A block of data
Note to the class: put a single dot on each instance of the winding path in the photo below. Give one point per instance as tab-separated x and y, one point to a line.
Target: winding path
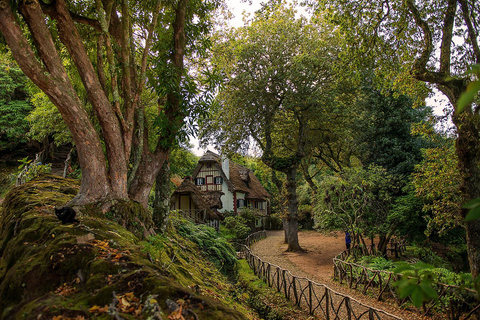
316	264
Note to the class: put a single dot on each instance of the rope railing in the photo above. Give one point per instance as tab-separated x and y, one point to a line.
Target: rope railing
318	299
454	301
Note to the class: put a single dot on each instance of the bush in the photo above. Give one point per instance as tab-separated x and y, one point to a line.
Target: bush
217	249
237	227
376	263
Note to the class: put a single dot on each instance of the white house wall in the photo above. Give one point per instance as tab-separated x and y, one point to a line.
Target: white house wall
226	198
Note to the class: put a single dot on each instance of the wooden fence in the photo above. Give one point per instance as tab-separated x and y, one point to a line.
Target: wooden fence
454	302
318	299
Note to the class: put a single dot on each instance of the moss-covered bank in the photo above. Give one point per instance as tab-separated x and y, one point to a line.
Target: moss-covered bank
97	269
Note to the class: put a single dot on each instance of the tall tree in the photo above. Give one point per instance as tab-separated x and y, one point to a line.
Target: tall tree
14	104
410	32
111	45
279	80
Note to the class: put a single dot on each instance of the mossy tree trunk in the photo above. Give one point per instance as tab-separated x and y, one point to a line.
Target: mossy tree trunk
113	88
161	203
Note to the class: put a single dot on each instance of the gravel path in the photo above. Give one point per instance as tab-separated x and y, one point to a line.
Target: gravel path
316	264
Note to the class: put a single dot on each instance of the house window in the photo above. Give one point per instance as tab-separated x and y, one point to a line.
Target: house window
259	205
241	203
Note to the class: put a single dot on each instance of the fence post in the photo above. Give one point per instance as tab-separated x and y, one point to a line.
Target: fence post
295	291
348	306
310	297
278	279
327	303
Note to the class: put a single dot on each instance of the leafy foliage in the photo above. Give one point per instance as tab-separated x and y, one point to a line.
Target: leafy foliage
237	226
14	104
29	170
416	282
45	121
217	249
358	200
437	181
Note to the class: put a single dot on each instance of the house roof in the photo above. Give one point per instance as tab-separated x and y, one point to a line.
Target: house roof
209	156
244	180
201	200
241	179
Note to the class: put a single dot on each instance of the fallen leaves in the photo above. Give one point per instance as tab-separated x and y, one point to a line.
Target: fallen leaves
109	253
127	303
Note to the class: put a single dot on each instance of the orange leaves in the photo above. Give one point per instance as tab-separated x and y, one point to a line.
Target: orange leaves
108	253
127	303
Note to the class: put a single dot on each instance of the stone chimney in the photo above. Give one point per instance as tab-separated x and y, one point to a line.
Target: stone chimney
226	167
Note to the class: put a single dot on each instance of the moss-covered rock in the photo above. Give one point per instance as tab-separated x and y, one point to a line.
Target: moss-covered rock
96	268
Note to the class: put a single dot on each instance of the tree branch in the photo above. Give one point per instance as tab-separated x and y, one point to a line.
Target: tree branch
447	34
420	65
472	34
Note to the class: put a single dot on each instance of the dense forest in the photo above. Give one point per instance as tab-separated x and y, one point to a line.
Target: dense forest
331	110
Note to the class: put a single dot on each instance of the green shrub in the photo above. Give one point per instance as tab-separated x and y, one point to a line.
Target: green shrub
216	248
237	227
376	263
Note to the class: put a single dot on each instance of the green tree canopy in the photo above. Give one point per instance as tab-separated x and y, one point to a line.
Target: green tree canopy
279	88
433	43
14	104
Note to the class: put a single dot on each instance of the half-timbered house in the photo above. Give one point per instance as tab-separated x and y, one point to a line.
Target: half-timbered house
225	186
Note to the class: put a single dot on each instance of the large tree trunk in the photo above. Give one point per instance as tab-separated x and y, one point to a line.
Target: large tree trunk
52	79
161	203
468	152
291	222
148	170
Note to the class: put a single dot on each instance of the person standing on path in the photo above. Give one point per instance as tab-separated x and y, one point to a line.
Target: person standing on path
348	240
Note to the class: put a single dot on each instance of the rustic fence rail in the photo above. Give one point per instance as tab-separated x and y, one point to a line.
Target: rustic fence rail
454	302
317	298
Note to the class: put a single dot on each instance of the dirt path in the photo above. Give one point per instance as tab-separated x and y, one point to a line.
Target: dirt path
316	263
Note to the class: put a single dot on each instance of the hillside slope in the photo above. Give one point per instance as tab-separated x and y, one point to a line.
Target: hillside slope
96	268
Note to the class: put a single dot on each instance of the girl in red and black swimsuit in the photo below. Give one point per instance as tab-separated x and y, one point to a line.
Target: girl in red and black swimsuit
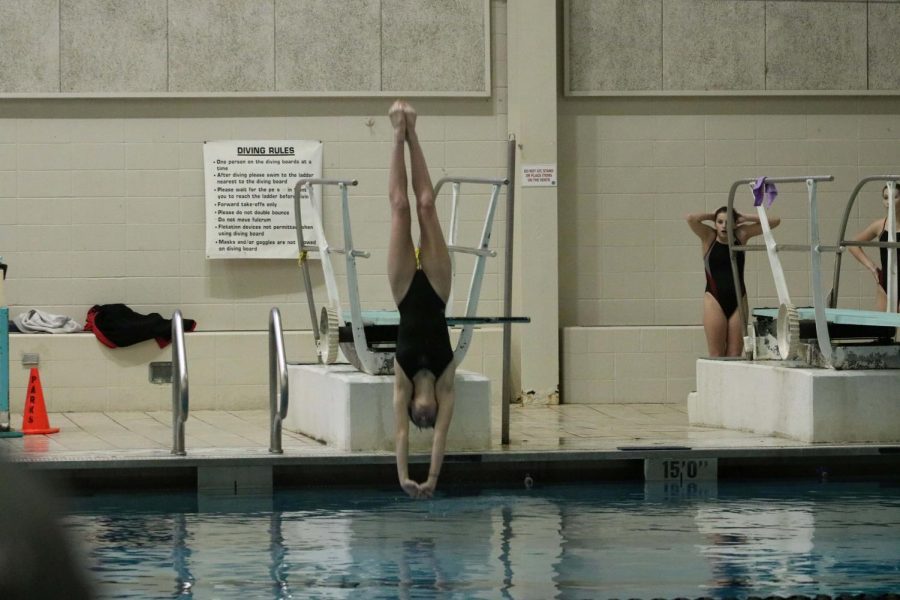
877	229
721	319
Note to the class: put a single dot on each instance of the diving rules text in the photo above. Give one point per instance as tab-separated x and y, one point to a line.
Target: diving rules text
250	196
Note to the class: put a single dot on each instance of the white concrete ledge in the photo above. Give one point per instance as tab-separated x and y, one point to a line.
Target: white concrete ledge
351	410
810	405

◆ **TASK STATEMENT**
Retype the records above exactly, starting at the line that contains "of the half-timbered" and going through the last line, and leave out any pictures.

◆ **OUTPUT FOR THIS EXERCISE**
Note to the class: put a single dot on each instance of the half-timbered house in the photo above. Give one point per instance as tab-separated x and y, one point to a line.
Target: half-timbered house
225	186
Note to the class: put a single dot on each instance of the large tree trunk in the photo above. Give one point per instance as tab-separated x and y, one point to a line.
Target: large tree trunk
52	79
161	203
468	152
291	222
148	170
Note to the class: put a single dot on each instance of the person standing on path in the photo above. Give one point per instance as tab-separated x and y, one point to a line.
Target: person standing on path
348	240
Note to the class: put a single dot on each instance of the rustic fence rail in the photo above. Give one point per instance as tab-separated x and y, one point to a line.
Target: rustic fence rail
454	302
317	298
Note to the class: put a single dot on each instance of the dirt path in the photo above. Give one point per instance as tab-separated x and y, one point to a line.
Target: dirt path
316	263
Note to the class: put a single dot on each instance of the hillside slope in the photo above. Give one point per instance as tab-separated x and y, one point to a line.
Target: hillside slope
96	268
Note to the class: put a single dot on each instance of the girl in red and black swimsuit in the photo below. Give one point per instance as tab-separated x and y, one point to a line.
Target: girl in red and black swimsuit
877	229
721	319
Note to the class: put a single dot on each instance of the diving rules text in the photo above. Give one point per instance as tab-separated x and y, one point to a line.
Target: diving rules text
250	196
Note to the class: put a single dot on each instance of the white concrete ledge in the photo above. Give one point per instance as tab-separated x and y, one point to a line.
Target: white concrete ledge
351	410
810	405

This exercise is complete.